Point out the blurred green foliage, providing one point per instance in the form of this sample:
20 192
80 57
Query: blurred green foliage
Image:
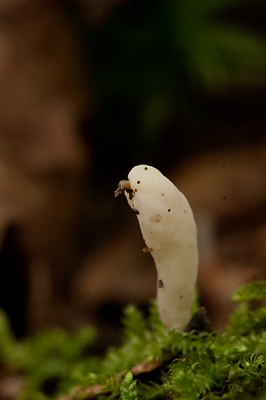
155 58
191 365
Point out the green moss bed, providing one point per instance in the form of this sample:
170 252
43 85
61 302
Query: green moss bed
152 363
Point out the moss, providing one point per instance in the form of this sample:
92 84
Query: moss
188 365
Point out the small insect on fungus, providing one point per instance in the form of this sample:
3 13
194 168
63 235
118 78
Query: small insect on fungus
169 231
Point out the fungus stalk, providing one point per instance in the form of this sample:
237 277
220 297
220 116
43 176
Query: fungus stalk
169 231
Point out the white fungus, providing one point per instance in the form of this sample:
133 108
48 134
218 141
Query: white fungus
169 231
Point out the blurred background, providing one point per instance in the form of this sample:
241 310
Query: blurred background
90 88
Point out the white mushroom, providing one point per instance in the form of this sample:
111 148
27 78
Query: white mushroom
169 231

---

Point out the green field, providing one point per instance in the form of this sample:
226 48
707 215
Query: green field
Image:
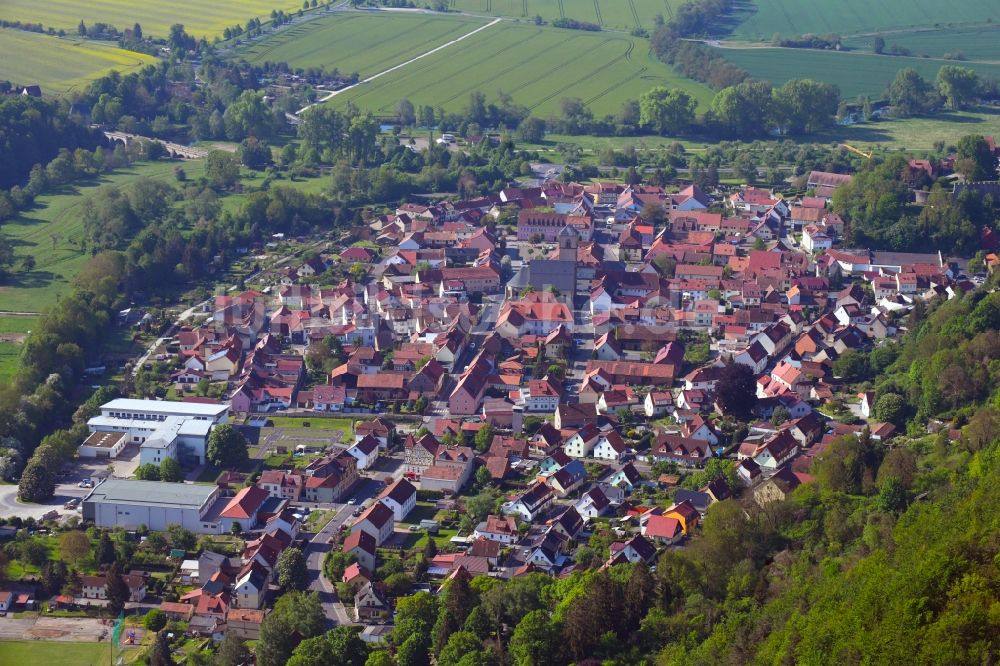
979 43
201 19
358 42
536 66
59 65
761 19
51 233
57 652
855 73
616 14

**WHAT NEEDS TO BE DONE**
Return every line from the two blocks above that contains the word "point". Case counts.

**OUTPUT FOR THIS TASK**
Point out the blurred green foliage, providing one point per instance in the form of this sample:
Point out the green moss bed, providing one point per instance in the form of this sample:
Point out the moss, providing one point per instance in the form of this sample:
Point out the small insect on fungus, providing one point per instance in the form of this sample:
Point out the fungus stalk, providing one point per instance in the form of this sample:
Point out the white fungus, providing one point per instance in the form of this sample:
Point out the blurred background, providing one point per instance in the form of this sample:
Point out the white mushroom, providing one point per instance in the form of this sample:
Point out the green field, providing one point per instance in the form of this sample:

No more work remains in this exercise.